--- SUPPLIED MATERIAL ---

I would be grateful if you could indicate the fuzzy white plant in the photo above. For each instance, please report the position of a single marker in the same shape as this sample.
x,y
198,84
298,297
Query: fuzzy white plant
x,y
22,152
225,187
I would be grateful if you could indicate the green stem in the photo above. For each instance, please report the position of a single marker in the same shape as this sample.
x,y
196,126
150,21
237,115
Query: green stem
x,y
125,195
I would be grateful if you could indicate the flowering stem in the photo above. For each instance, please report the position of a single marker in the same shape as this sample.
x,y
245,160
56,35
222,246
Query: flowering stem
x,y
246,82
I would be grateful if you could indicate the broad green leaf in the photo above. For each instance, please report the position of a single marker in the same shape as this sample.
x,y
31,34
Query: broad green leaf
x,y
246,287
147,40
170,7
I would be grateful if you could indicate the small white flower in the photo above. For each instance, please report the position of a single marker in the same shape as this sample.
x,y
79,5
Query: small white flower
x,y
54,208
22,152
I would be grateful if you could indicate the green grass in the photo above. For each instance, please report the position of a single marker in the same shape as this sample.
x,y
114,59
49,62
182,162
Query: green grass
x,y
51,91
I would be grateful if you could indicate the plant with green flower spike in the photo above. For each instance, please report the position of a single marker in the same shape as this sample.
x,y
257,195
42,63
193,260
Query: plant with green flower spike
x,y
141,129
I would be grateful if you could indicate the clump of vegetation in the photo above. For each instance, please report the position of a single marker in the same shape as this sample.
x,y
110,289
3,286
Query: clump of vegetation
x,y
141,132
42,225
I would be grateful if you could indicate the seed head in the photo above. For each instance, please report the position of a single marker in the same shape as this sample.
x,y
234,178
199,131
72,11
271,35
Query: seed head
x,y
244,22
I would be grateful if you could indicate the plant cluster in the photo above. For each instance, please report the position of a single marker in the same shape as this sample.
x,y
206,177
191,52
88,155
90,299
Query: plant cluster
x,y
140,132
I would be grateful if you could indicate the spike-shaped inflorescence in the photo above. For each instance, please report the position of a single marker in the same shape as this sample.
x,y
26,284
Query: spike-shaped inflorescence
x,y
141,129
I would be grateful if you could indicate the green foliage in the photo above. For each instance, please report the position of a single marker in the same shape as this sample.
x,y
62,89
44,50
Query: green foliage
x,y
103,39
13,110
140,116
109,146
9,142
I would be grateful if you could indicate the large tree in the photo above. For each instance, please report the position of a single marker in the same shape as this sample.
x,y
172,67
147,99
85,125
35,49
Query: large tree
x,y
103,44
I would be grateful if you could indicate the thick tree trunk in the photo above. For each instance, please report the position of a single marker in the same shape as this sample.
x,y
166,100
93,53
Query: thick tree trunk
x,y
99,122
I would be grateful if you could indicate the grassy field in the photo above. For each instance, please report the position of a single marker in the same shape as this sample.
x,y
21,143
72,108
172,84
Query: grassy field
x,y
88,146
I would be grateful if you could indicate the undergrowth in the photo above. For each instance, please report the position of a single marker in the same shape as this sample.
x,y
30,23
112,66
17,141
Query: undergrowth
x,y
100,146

---

- [WORK INSTRUCTIONS]:
Scale the data from the line containing "I would be grateful if you could indicate the thick" through the end of the data, inclusive. Write out only those lines in full, with the requests and their sample coordinates left as they are, and multiply each answer coordinate by 2.4, rounding to whole numbers with halves rounded up.

- [SOLVED EXERCISE]:
I would be grateful if you could indicate the thick tree trunk in the photo above. For each instance, please report the position of a single marker in the same shape as this sample.
x,y
166,100
93,53
Query: thick tree trunk
x,y
238,293
I would be grateful if you could indicate the grassy field in the photo above. For each instance, please report the position of a single marker in the same shape as this sample.
x,y
21,143
72,108
172,84
Query: grassy field
x,y
211,350
I would be grateful if you could indicate the undergrowth in the photo above. For each instance, please report the position of a single marker in the same shape as this sample.
x,y
30,23
112,66
17,141
Query: undergrowth
x,y
240,350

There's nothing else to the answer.